## Your objective
Answer these questions about the text on God and the invisible pink unicorn below.
(a) What kind of instrument does the text say cannot detect God?
(b) What does the writer say they will do if science reports that God has been detected?
(c) In what period does the text place a man who claims that x-rays exist?

## Source text
★ ★ ★ ★ ★ ★ ★
Above I used an invisible pink unicorn and people will undoubtedly say well an invisible pink unicorn is not God. This is, however, a lie. God cannot be seen, felt, heard (unless in one's own mind), smelled, or tasted. Also, no instrument that measures energy, waves, or rays can detect him. Therefore, there is no proof of his existence. God is exactly like the invisible pink unicorn.
However, the believers will raise another point. They will say man's current technology cannot prove his existence, but at a later date it might be able to. Therefore, man must be open to the possibility that God exists until the technology can detect him. This is a huge problem for two reasons. Firstly, the believers are unwilling to accept that God may not exist. There is no place for the technology to spit back results that say, "No God." Technology will always eventually uncover God for them. I am an atheist, and I am the exact opposite. I do not believe in God. There is no evidence to prove his existence. God does not exist. However, if science says, "Hey, you were wrong. He is real. He has been detected." I will admit that I am wrong. The believers refuse to subject their beliefs to reality. They refuse to subject their beliefs to questioning, testing, evidence, and truth. I, however, am willing to do so. I am the definition of the open mind. The open mind is not one that accepts everything. The open mind is the one that subjects one's own beliefs to reality. The believers in God are closed minded, without reason. For example I am closed minded on the belief that killing innocent men is a vice. That is a solid case, a solid truth. God is not, but believers remain closed minded on it. The second problem with this position is that if they argue that one must accept the idea and science will eventually prove the existence of God, then everything must be accepted. The existence of Keebler elves must be accepted. The same goes for vampires, werewolves, smurfs, etc. Also, whiwhnondsohfusd must exist. I have no idea what whiwhnondsohfusd is or are, but I said it, I say they exist; therefore, they must be accepted science will eventually prove its existence. On a more serious level, however. This would be like if a man in the 1500's said that x-rays exist. X-rays did indeed exist in the 1500's but there was no way to measure it at all. Therefore, none of them should have believed in x-rays. If they believed in x-rays they were ignorant. In that time period the term x-ray also did not mean anything. X-ray meant as much as whiwhnondsohfusd it was of absolute no value.
★ ★ ★ ★ ★ ★ ★
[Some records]
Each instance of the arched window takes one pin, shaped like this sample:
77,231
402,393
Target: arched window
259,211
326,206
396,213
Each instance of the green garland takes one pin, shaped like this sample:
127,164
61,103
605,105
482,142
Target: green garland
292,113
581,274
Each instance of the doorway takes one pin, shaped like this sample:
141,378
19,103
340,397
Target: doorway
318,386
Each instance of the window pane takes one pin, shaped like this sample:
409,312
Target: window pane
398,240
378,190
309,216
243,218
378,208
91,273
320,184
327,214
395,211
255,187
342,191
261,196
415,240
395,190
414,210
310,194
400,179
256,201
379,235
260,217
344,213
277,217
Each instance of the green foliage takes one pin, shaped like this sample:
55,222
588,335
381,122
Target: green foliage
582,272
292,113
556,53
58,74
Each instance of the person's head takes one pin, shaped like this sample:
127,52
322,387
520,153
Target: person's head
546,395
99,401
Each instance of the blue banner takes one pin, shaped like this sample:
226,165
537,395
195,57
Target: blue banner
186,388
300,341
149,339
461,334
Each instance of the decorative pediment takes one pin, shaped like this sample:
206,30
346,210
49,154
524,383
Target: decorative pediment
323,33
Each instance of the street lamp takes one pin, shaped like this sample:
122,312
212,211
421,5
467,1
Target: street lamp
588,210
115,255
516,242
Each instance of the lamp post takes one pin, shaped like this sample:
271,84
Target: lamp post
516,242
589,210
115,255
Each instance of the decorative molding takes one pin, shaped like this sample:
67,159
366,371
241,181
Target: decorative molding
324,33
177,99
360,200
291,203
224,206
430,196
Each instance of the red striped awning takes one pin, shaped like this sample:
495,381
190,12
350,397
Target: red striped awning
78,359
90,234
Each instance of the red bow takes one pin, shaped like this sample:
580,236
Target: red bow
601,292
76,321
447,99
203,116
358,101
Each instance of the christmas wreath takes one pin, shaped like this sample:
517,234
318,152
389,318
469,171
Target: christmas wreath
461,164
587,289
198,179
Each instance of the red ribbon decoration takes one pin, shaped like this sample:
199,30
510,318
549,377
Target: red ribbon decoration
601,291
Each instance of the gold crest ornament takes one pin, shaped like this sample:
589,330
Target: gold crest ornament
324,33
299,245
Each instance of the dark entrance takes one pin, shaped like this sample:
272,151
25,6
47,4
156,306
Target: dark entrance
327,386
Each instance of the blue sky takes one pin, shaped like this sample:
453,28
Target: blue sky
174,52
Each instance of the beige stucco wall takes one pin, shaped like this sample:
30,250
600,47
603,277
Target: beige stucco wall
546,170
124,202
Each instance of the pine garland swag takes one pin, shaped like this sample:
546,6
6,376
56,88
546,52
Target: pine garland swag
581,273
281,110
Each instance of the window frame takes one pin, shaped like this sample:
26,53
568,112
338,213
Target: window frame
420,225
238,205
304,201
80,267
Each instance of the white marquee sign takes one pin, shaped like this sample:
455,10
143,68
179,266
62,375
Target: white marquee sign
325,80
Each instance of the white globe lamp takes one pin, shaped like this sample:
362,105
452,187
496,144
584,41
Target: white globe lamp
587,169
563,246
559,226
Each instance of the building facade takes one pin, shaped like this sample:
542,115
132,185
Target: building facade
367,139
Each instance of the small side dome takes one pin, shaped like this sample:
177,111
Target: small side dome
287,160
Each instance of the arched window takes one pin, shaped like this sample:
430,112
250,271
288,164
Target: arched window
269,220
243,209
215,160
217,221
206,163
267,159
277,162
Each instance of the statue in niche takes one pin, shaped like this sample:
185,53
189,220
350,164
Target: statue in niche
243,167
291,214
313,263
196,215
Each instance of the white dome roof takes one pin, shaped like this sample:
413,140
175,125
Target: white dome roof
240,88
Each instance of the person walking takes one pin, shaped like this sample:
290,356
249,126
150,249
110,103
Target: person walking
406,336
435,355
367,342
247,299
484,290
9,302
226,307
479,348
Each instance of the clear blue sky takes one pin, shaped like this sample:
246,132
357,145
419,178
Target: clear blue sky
★ ★ ★ ★ ★ ★ ★
## Task output
(a) No instrument that measures energy, waves, or rays can detect him.
(b) The writer will admit to being wrong.
(c) The 1500s.